◆ Records for this exercise:
·····
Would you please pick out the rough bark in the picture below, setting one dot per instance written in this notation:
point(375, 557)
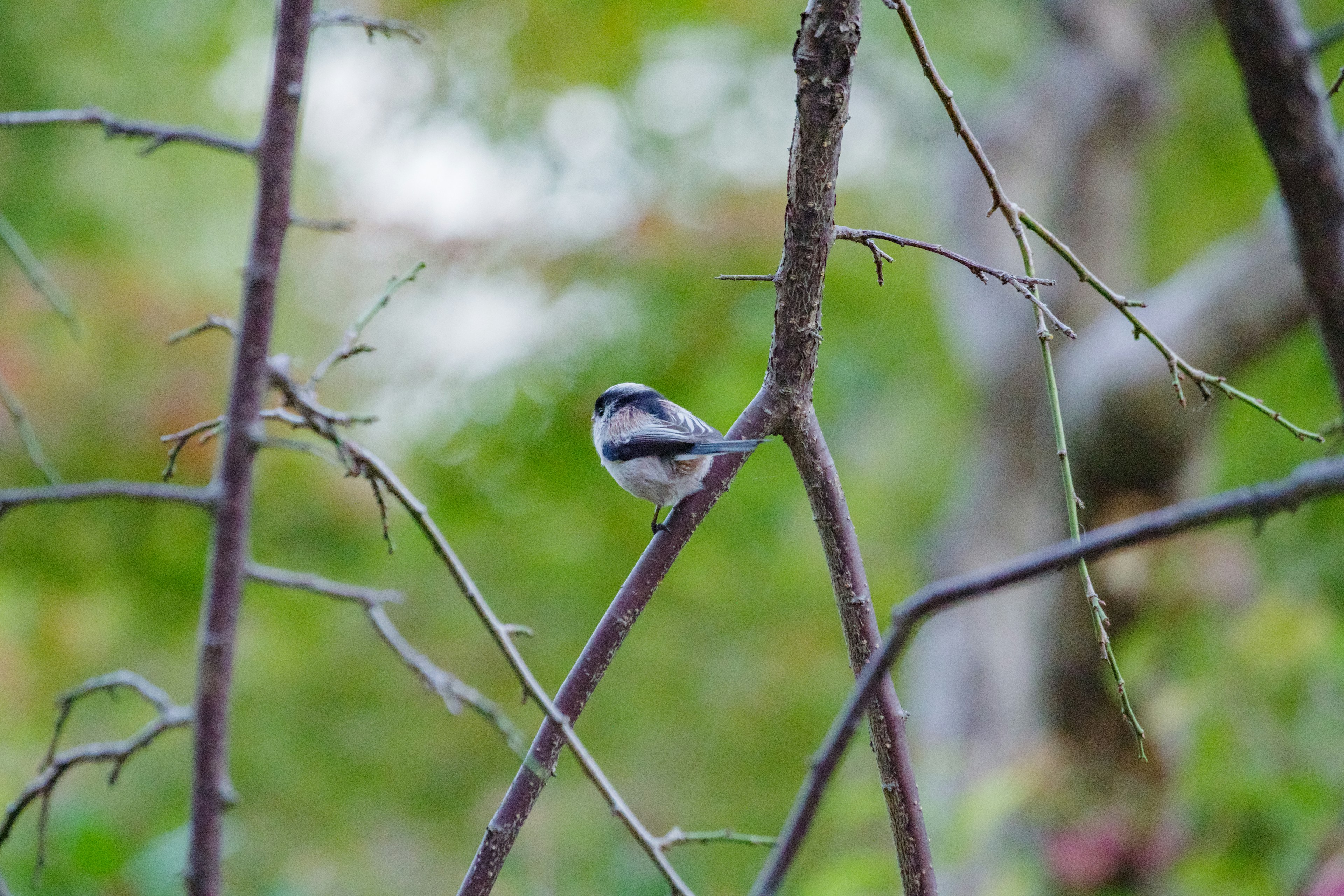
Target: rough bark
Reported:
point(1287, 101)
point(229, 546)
·····
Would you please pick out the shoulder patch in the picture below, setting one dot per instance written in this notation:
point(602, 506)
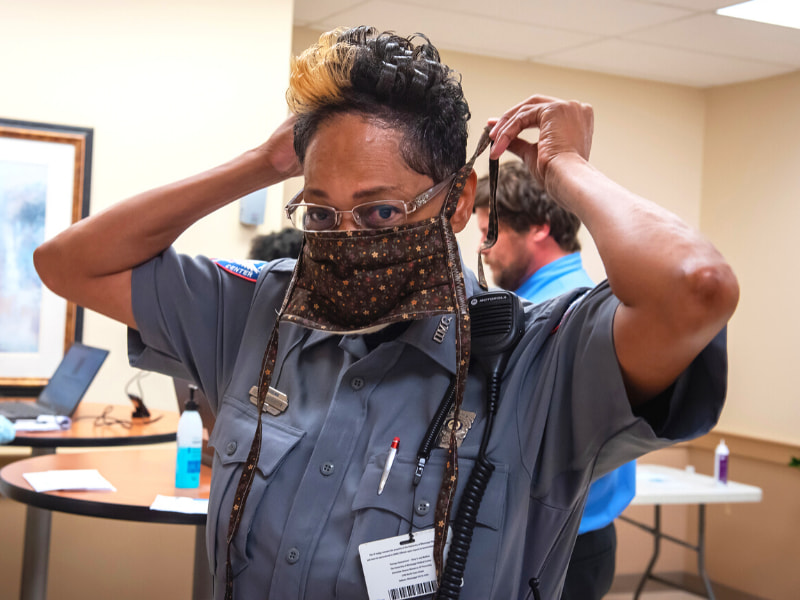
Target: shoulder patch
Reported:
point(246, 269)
·····
◆ Stated goal: Copy out, unchanged, every line from the one containing "Would you please pick out the rough" up to and including the one containing "point(229, 546)". Do not include the pictures in your copy.

◆ Solution:
Would you please pick out the rough bark in the picture below, setting one dot per instance written in this notation:
point(375, 557)
Target: rough bark
Reported:
point(1287, 101)
point(229, 546)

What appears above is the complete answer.